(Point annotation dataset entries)
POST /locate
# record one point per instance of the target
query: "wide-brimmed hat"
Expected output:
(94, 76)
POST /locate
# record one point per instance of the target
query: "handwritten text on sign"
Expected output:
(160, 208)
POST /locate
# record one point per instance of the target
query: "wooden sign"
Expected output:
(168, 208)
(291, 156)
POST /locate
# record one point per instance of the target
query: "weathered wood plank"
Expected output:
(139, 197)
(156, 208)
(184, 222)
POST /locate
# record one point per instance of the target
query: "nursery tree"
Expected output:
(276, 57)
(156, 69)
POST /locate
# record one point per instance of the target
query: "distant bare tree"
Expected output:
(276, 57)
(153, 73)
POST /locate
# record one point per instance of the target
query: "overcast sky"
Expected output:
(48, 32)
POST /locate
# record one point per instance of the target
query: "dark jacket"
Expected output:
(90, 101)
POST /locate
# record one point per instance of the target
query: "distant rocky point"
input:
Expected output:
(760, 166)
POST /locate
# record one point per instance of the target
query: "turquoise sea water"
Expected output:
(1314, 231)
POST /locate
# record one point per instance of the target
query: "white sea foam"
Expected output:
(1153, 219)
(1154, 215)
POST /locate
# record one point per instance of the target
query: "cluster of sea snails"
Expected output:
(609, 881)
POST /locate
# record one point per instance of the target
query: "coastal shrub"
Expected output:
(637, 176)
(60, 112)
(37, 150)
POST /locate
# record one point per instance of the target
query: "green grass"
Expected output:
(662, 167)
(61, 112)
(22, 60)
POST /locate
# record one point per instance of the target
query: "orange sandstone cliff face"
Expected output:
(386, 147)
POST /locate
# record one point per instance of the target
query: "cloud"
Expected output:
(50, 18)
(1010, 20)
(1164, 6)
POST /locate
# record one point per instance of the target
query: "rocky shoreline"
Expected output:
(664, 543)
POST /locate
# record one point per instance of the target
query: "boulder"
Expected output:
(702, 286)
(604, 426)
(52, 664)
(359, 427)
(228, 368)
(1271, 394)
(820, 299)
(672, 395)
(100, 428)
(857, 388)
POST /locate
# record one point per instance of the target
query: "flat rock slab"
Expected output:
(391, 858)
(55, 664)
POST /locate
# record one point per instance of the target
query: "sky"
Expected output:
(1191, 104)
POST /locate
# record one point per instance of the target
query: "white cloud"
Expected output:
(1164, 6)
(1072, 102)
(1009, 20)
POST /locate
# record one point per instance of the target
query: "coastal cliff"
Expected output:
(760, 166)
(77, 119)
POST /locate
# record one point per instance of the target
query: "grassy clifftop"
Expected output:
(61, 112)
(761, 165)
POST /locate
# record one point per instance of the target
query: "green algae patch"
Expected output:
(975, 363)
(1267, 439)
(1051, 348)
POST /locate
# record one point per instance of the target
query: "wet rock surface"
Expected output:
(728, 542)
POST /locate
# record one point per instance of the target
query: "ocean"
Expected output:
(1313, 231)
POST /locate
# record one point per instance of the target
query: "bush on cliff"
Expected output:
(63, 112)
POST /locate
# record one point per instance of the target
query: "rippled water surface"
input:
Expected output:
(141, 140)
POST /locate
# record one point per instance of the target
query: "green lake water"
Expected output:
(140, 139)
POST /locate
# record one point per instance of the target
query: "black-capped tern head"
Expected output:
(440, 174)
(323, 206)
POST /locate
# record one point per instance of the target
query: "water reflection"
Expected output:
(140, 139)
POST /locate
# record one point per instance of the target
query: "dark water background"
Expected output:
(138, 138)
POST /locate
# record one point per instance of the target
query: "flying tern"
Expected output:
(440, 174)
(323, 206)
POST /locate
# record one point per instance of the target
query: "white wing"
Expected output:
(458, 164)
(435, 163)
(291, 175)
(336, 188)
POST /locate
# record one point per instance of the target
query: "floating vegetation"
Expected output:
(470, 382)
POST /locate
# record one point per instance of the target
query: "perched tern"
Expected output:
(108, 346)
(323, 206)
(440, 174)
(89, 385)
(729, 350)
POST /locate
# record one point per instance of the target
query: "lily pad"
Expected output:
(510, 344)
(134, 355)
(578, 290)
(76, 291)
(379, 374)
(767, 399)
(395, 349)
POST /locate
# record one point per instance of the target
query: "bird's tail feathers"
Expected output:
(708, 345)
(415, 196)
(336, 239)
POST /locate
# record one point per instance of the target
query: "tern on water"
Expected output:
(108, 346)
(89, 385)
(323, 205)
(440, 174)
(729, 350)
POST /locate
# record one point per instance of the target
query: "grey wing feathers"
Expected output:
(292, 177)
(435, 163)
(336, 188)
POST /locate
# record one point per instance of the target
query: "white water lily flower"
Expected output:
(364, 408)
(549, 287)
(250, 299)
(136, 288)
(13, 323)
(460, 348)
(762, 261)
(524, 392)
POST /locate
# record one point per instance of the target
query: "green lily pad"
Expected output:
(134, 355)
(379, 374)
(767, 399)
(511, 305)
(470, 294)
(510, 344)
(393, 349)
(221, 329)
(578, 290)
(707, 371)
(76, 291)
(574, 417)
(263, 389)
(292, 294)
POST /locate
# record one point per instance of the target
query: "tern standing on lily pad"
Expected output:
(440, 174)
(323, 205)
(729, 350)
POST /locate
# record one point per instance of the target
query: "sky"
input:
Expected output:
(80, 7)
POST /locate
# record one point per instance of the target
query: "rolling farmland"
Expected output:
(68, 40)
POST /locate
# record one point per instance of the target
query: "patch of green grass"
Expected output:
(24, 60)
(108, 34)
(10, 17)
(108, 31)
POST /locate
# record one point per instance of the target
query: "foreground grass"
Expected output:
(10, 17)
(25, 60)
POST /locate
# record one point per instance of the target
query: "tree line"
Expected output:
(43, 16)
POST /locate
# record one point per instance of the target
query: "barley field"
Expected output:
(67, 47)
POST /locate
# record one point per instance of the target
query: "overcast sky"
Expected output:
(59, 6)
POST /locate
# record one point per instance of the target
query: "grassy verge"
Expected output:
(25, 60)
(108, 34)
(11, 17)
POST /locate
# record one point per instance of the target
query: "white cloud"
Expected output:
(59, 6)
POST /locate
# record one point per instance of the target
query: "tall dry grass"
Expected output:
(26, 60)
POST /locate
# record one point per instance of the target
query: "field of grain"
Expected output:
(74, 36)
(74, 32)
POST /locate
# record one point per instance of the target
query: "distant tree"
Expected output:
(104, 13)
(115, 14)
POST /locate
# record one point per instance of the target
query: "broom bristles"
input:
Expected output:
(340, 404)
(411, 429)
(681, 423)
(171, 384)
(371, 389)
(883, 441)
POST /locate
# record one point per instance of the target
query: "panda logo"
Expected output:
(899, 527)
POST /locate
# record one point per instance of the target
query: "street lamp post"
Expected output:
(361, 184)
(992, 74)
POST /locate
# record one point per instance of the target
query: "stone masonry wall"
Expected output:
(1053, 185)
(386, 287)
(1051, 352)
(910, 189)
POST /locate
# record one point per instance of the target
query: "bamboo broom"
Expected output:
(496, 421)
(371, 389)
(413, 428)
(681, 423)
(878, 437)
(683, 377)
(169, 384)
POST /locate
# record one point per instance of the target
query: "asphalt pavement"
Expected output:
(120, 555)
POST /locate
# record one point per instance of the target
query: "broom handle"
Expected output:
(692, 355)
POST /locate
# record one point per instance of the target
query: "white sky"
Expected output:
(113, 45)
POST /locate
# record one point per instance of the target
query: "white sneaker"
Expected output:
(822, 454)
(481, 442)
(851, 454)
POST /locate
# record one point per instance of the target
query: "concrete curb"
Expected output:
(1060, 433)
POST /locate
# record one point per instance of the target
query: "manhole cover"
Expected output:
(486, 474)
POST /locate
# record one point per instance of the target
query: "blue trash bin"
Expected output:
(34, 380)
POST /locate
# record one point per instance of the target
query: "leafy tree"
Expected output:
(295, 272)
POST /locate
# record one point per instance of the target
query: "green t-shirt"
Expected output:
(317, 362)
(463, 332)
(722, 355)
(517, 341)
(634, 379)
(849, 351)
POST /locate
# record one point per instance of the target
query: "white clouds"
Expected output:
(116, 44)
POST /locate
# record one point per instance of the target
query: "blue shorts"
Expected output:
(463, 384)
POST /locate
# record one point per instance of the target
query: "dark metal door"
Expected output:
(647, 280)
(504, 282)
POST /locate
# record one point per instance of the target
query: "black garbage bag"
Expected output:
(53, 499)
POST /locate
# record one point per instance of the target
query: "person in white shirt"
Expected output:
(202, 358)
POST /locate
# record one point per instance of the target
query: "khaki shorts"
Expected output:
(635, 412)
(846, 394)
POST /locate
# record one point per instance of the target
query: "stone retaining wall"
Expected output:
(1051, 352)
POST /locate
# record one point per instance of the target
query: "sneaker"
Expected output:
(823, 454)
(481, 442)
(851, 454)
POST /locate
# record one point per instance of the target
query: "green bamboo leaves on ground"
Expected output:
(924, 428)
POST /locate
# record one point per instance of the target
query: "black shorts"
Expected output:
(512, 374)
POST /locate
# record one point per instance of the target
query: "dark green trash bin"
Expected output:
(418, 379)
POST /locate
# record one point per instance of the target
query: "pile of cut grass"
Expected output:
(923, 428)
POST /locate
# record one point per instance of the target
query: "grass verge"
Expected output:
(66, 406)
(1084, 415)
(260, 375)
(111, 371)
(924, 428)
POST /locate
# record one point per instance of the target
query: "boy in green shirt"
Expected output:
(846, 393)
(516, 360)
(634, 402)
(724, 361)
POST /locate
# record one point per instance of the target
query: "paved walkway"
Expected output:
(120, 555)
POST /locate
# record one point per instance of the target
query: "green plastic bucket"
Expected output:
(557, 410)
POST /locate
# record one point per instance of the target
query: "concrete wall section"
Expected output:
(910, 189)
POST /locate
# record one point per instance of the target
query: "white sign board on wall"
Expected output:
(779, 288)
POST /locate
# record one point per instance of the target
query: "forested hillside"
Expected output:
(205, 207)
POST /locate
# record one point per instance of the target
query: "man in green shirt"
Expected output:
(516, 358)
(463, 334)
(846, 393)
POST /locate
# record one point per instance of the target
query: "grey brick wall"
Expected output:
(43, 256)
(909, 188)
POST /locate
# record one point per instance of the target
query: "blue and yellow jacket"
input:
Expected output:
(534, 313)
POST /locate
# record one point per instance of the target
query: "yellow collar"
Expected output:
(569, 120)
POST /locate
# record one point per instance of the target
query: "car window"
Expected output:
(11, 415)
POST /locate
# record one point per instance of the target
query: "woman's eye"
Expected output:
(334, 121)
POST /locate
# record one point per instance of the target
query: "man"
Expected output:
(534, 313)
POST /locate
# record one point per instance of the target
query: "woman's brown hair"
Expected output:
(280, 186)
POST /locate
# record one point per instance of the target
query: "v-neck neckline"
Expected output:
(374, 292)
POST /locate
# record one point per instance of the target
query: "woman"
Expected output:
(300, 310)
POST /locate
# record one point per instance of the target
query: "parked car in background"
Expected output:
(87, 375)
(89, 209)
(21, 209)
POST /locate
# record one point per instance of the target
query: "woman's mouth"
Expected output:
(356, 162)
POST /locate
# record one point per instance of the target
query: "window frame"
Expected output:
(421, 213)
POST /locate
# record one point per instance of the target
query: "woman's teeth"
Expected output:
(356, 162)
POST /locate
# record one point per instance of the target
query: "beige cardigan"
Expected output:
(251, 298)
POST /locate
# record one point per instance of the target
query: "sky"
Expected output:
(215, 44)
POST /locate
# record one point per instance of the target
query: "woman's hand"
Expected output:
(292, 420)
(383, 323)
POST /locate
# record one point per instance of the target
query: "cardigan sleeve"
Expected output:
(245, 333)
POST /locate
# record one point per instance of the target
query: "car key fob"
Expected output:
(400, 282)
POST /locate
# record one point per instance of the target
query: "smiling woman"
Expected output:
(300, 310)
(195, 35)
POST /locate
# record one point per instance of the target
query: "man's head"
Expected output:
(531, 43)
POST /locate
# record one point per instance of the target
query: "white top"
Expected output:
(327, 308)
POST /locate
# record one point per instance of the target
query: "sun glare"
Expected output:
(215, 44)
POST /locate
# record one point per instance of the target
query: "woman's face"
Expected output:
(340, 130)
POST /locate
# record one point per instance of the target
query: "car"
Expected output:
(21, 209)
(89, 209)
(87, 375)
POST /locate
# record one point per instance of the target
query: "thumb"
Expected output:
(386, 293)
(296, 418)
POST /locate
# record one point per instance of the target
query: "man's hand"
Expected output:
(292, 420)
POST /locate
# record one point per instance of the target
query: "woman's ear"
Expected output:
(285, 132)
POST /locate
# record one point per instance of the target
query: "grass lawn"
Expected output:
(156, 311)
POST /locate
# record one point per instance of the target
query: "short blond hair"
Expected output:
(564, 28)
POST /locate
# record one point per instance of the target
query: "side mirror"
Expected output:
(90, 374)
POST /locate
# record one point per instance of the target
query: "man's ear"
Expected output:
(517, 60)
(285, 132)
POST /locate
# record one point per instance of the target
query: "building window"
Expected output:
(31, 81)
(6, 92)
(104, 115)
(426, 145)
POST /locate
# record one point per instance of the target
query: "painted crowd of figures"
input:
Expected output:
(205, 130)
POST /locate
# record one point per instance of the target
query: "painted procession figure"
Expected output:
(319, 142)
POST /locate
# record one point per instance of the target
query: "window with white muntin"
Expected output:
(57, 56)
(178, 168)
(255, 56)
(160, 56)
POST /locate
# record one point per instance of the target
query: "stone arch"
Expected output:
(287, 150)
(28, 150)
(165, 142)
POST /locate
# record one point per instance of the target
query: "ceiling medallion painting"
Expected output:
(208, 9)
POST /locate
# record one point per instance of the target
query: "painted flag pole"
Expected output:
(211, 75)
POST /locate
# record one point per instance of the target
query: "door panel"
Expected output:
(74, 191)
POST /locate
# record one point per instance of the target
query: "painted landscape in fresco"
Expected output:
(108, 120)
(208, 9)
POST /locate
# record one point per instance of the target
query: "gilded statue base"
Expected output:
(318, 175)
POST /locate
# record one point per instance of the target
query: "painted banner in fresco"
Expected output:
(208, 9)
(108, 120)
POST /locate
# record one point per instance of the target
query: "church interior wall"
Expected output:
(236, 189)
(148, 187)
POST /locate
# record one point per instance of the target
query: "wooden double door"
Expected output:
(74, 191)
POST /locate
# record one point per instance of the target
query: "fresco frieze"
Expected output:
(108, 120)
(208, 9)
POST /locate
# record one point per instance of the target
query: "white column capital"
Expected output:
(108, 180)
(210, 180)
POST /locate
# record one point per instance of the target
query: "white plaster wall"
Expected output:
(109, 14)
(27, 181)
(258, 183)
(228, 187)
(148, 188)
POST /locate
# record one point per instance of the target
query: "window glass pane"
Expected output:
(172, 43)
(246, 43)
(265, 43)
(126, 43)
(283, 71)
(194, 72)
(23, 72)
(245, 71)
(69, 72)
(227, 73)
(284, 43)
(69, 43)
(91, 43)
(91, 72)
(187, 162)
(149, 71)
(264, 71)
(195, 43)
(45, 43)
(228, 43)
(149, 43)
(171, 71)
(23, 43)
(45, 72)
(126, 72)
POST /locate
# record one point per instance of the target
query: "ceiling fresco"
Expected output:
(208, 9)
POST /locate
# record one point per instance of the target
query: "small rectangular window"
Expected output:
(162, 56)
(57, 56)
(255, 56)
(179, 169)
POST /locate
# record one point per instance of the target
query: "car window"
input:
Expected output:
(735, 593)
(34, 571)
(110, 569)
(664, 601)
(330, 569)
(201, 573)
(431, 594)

• _What you need to do_:
Count the lines in the entries above that contain the word "ceiling". Reply with the number alone.

• _Result of the task_:
2